### Stated exercise
Reproduce the data below word for word, keeping every line unchanged.

START Recorded data

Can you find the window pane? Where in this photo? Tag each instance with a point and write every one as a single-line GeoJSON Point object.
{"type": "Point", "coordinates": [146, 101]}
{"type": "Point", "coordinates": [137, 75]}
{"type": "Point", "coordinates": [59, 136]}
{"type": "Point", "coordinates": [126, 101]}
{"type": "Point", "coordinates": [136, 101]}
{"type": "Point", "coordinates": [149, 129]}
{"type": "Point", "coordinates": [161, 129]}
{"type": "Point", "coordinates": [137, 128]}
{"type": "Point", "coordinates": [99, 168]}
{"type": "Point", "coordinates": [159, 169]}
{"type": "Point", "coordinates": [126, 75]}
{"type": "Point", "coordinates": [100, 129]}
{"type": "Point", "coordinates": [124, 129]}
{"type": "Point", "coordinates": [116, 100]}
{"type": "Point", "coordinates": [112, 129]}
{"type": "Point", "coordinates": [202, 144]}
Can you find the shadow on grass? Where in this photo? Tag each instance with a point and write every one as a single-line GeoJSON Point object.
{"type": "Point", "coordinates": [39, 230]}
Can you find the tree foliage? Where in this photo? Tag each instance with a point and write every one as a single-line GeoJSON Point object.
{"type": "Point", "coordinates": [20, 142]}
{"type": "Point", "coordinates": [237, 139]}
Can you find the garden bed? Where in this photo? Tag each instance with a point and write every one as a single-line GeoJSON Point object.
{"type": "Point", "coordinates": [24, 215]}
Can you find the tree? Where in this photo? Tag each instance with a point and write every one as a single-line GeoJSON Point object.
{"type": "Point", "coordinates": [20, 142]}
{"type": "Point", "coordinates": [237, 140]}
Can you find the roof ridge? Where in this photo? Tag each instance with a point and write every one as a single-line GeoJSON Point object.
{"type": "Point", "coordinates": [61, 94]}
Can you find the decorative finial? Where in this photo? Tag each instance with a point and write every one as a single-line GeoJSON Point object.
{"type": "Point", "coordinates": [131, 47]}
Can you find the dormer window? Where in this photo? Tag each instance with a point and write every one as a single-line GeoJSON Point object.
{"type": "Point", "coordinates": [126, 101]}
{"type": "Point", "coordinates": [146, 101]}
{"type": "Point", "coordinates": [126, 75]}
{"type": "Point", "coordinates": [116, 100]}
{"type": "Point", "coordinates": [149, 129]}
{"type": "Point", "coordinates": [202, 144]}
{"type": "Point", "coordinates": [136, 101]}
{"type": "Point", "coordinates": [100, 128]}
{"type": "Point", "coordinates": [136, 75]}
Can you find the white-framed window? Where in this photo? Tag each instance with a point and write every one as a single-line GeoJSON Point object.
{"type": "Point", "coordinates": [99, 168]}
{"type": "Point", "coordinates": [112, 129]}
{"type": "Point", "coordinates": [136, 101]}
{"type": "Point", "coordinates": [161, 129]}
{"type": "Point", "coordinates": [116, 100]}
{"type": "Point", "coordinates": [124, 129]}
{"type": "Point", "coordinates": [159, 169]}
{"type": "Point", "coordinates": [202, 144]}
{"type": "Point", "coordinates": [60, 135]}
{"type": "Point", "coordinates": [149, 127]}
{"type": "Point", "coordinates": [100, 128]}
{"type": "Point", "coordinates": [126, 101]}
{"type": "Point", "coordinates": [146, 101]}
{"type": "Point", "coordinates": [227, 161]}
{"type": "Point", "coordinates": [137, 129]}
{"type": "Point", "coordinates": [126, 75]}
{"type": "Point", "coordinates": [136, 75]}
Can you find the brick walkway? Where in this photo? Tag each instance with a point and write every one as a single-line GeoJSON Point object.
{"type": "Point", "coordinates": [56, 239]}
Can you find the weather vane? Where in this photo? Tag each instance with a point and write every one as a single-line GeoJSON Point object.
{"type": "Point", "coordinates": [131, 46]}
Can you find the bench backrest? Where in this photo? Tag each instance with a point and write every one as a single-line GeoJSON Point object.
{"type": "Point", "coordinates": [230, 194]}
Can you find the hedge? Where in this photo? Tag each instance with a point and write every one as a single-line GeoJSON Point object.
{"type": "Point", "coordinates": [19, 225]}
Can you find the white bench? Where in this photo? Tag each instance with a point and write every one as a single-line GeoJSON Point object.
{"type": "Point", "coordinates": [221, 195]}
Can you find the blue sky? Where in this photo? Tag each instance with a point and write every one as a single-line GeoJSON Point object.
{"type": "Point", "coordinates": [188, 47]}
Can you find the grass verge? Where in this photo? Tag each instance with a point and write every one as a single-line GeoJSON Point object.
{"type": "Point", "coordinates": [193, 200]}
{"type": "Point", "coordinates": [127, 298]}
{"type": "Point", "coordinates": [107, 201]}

END Recorded data

### Result of the task
Can you find the window pane? Where in this photo? Tag each instance with a point and write every one as a single-line GeoJSON Point object.
{"type": "Point", "coordinates": [146, 101]}
{"type": "Point", "coordinates": [137, 75]}
{"type": "Point", "coordinates": [59, 136]}
{"type": "Point", "coordinates": [126, 101]}
{"type": "Point", "coordinates": [136, 101]}
{"type": "Point", "coordinates": [149, 129]}
{"type": "Point", "coordinates": [161, 129]}
{"type": "Point", "coordinates": [137, 128]}
{"type": "Point", "coordinates": [99, 168]}
{"type": "Point", "coordinates": [159, 169]}
{"type": "Point", "coordinates": [126, 75]}
{"type": "Point", "coordinates": [100, 129]}
{"type": "Point", "coordinates": [124, 129]}
{"type": "Point", "coordinates": [116, 100]}
{"type": "Point", "coordinates": [112, 129]}
{"type": "Point", "coordinates": [202, 144]}
Can you find the shadow on grass? Where in this photo? Tag each instance with a point and write every one as a single-line GeoJSON Point object.
{"type": "Point", "coordinates": [39, 230]}
Can you find the tree foliage? Where in this photo? Tag each instance with a point and write every one as a single-line GeoJSON Point object.
{"type": "Point", "coordinates": [20, 142]}
{"type": "Point", "coordinates": [237, 139]}
Can you find the garden bed? Where in this photo? Tag each instance with a point and write every one as a single-line GeoJSON Point object.
{"type": "Point", "coordinates": [24, 215]}
Can you find the tree? Where in this photo? Tag each instance with a point and write every one as a single-line GeoJSON Point object.
{"type": "Point", "coordinates": [20, 142]}
{"type": "Point", "coordinates": [237, 140]}
Can you find the roof ridge? Where in this photo? Tag each instance with a point and write every one as a single-line GeoJSON Point object.
{"type": "Point", "coordinates": [61, 94]}
Can you find the decorative finial? Where in this photo? Tag each instance with a point and write every one as a single-line GeoJSON Point object.
{"type": "Point", "coordinates": [131, 47]}
Can you find the dormer window? Where in this photo? Tag each instance with a point and write every one as a single-line GeoJSON Point object.
{"type": "Point", "coordinates": [126, 101]}
{"type": "Point", "coordinates": [146, 101]}
{"type": "Point", "coordinates": [126, 75]}
{"type": "Point", "coordinates": [116, 100]}
{"type": "Point", "coordinates": [149, 129]}
{"type": "Point", "coordinates": [202, 144]}
{"type": "Point", "coordinates": [136, 101]}
{"type": "Point", "coordinates": [100, 128]}
{"type": "Point", "coordinates": [136, 75]}
Can you find the white-framed window? Where in this photo? Tag each instance with a point and write every one as a single-line GeoJSON Point object.
{"type": "Point", "coordinates": [99, 168]}
{"type": "Point", "coordinates": [112, 129]}
{"type": "Point", "coordinates": [136, 101]}
{"type": "Point", "coordinates": [161, 129]}
{"type": "Point", "coordinates": [116, 100]}
{"type": "Point", "coordinates": [124, 129]}
{"type": "Point", "coordinates": [159, 169]}
{"type": "Point", "coordinates": [202, 144]}
{"type": "Point", "coordinates": [60, 135]}
{"type": "Point", "coordinates": [149, 127]}
{"type": "Point", "coordinates": [100, 128]}
{"type": "Point", "coordinates": [126, 101]}
{"type": "Point", "coordinates": [146, 101]}
{"type": "Point", "coordinates": [227, 161]}
{"type": "Point", "coordinates": [137, 129]}
{"type": "Point", "coordinates": [126, 75]}
{"type": "Point", "coordinates": [136, 75]}
Can you find the brick walkway? Where in this photo? Tag each instance with a point and write every one as a single-line GeoJSON Point object.
{"type": "Point", "coordinates": [56, 239]}
Can you find the weather vane? Where in this photo? Tag each instance with a point and write every one as a single-line GeoJSON Point object.
{"type": "Point", "coordinates": [131, 46]}
Can you find the bench backrest? Where in this photo? Tag each instance with a point and write every one as a single-line GeoJSON Point object.
{"type": "Point", "coordinates": [230, 194]}
Can you find the hedge? Where in this photo? Tag each instance with a point and write every one as a single-line GeoJSON Point object.
{"type": "Point", "coordinates": [19, 225]}
Can you find the white bench? Where in this photo? Tag each instance with a point and write every one as a single-line GeoJSON Point object.
{"type": "Point", "coordinates": [221, 195]}
Can you find the blue sky? Where in this photo? Tag each instance with a point and write every one as a single-line GeoJSON Point object.
{"type": "Point", "coordinates": [188, 47]}
Can you find the grass verge? Where in this photo? Tag each instance with a point and write every one as a single-line GeoJSON Point object.
{"type": "Point", "coordinates": [193, 200]}
{"type": "Point", "coordinates": [127, 298]}
{"type": "Point", "coordinates": [107, 201]}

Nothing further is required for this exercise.